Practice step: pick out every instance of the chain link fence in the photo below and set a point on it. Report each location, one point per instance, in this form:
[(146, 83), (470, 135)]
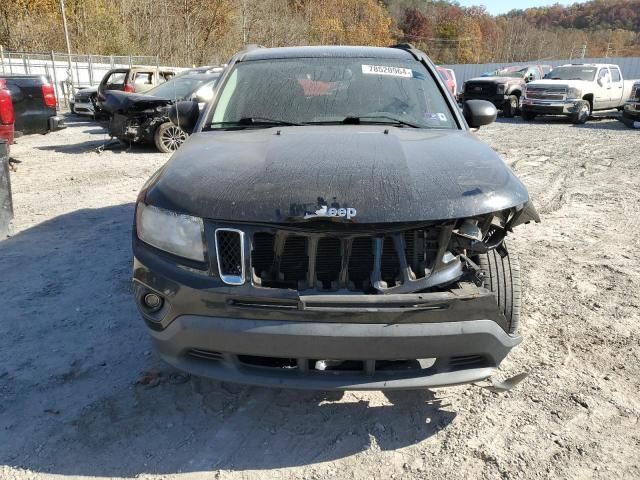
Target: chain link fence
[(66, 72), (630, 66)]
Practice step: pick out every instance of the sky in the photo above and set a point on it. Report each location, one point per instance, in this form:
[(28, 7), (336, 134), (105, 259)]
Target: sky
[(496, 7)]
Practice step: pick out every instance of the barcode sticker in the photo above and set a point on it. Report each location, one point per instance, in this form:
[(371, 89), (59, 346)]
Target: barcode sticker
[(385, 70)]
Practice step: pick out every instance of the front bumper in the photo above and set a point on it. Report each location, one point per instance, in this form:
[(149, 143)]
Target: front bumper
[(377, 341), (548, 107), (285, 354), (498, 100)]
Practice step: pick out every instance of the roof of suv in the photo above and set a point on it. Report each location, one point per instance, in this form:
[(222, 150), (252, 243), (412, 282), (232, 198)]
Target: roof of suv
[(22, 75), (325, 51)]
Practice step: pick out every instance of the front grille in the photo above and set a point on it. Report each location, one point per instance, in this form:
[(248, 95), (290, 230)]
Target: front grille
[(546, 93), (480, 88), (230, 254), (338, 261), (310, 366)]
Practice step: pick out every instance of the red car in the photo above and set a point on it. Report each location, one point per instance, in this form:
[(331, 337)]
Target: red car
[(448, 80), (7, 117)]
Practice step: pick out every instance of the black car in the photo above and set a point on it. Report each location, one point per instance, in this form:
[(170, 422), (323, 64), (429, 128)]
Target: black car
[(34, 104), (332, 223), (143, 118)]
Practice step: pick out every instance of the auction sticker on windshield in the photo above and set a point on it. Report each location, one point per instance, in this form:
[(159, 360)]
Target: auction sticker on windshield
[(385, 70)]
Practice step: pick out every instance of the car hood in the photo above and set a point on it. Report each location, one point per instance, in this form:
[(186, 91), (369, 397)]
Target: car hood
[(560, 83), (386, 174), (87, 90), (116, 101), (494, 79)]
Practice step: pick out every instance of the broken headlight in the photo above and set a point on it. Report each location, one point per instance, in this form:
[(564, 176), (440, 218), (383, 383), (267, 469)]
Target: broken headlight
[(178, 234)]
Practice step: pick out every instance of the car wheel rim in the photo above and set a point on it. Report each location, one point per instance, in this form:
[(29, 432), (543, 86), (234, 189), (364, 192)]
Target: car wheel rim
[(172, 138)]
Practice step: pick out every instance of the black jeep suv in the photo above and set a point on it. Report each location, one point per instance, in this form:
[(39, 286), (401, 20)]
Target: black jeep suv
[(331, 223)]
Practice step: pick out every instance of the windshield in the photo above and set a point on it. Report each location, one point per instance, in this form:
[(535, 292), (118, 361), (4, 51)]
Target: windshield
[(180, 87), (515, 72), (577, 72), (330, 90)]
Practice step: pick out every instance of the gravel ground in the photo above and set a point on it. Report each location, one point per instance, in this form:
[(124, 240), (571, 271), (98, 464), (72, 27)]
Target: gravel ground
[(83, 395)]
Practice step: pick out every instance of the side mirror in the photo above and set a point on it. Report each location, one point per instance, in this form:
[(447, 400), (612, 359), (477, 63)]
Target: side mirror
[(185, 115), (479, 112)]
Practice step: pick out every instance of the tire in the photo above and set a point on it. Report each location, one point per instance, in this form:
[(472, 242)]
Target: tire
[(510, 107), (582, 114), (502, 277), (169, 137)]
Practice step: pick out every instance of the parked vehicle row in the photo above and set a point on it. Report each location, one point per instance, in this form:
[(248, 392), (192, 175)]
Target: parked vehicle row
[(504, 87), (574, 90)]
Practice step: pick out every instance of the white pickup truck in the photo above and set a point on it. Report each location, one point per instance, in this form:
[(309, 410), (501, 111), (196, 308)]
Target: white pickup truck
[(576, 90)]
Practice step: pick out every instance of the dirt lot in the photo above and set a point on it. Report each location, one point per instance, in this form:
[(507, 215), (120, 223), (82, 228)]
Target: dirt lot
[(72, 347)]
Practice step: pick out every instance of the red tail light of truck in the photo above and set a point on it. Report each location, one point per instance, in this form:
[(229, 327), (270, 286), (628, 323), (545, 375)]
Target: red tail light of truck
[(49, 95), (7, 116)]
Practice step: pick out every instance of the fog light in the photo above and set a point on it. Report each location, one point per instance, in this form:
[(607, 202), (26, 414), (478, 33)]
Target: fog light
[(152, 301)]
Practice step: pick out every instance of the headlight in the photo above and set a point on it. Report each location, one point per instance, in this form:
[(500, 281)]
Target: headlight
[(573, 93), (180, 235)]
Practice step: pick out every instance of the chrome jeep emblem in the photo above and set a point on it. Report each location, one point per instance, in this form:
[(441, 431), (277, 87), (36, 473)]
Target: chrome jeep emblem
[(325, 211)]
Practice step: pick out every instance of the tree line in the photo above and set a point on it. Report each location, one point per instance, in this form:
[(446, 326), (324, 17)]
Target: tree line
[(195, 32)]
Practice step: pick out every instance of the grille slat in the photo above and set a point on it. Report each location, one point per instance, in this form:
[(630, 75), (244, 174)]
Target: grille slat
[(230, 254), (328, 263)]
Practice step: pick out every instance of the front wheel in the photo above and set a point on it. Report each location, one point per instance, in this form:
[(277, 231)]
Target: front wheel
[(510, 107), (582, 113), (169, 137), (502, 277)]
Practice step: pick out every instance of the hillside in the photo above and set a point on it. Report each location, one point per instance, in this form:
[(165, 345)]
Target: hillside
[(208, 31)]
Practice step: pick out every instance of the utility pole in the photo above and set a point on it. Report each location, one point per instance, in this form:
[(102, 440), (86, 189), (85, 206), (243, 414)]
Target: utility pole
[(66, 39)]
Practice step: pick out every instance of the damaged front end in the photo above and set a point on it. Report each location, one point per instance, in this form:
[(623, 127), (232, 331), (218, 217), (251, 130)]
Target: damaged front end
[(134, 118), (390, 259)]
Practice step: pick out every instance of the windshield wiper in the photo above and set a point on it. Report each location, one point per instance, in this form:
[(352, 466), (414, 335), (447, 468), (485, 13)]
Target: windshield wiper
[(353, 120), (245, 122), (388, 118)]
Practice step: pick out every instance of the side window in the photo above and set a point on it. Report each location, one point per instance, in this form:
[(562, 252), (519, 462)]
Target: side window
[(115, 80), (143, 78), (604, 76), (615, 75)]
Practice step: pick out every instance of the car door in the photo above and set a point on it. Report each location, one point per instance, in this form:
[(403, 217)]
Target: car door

- Description of the task
Please give an exact copy of the lines above, beginning with the line containing "Practice step: pick out every instance of the grille" and running through the line containing "[(165, 345)]", and of no other lines.

- Task output
Practice step: pick out every instance of the grille slat in the photo above and set a point on it. Report each location, one point per instance, in this form:
[(630, 75), (244, 174)]
Target: grille slat
[(230, 254), (328, 263)]
Practice step: pick out every instance of the front wheel in the photo above and set a point on it. Report each location, one point per instance, in this form:
[(277, 231)]
Target: front wheel
[(510, 107), (582, 113), (169, 137), (502, 277)]
Practice step: pick out every instance of the hillside in the photo above and set a point on it. Report each location, one point per instance, in this form:
[(165, 345)]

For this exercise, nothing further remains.